* begin DATASET ENTRIES *

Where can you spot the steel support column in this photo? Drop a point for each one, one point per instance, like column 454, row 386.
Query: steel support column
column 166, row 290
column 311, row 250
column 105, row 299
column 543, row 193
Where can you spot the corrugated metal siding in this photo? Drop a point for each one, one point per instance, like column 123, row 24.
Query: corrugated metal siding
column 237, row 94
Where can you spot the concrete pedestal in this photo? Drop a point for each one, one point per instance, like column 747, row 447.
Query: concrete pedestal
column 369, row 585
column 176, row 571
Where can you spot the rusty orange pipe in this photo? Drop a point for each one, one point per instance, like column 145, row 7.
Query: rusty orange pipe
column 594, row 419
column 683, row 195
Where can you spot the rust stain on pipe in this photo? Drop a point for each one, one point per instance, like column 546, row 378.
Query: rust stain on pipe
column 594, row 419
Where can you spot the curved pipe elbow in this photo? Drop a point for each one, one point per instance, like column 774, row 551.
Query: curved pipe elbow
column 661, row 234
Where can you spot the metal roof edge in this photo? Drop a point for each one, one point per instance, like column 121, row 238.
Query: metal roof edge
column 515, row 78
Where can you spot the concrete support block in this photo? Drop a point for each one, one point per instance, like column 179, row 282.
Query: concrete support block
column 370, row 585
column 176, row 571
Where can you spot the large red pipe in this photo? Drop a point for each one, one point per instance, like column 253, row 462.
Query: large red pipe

* end DATASET ENTRIES *

WHAT YOU WILL DO - Lay out the listing above as a Markdown table with the columns No. and Line, giving each line its own numbered row and leaving out blank lines.

EXERCISE RESPONSE -
| No. | Line |
|---|---|
| 1 | Where can you spot the steel support column in this photo? Drop a point for each one, one point per instance, like column 454, row 386. |
| 2 | Query: steel support column |
| 3 | column 166, row 290 |
| 4 | column 311, row 250 |
| 5 | column 105, row 299 |
| 6 | column 543, row 193 |
| 7 | Where can you spot the corrugated metal siding in this photo? Drop a point for each one, one point per instance, like column 123, row 24. |
| 8 | Query: corrugated metal siding |
| 9 | column 237, row 94 |
| 10 | Where can you spot the concrete pedestal in this photo? Drop a point for each one, one point per instance, like column 747, row 447. |
| 11 | Query: concrete pedestal |
| 12 | column 369, row 585 |
| 13 | column 176, row 571 |
| 14 | Where can you spot the rusty orange pipe in this photo? Drop a point for each one, one point per instance, like column 145, row 7. |
| 15 | Query: rusty orange pipe |
| 16 | column 594, row 419 |
| 17 | column 683, row 195 |
| 18 | Where can you spot the rust stain on pipe in this photo? Drop a point for each one, one point per instance, like column 546, row 378. |
| 19 | Query: rust stain on pipe |
| 20 | column 594, row 419 |
| 21 | Where can you spot the curved pipe elbow in this photo? Drop a point for each one, one point per instance, like column 774, row 551. |
| 22 | Query: curved pipe elbow |
| 23 | column 661, row 234 |
| 24 | Where can you spot the metal roof edge in this photo? Drop a point for each one, one point per instance, like column 121, row 238. |
| 25 | Query: metal roof edge |
| 26 | column 515, row 78 |
| 27 | Where can you spot the concrete support block in this photo? Drop a point for each one, one point per instance, like column 179, row 282. |
| 28 | Query: concrete support block |
| 29 | column 370, row 585 |
| 30 | column 176, row 571 |
| 31 | Where can you spot the large red pipe in this photo? Drop a point for each one, one point per instance, like column 253, row 462. |
| 32 | Query: large red pipe |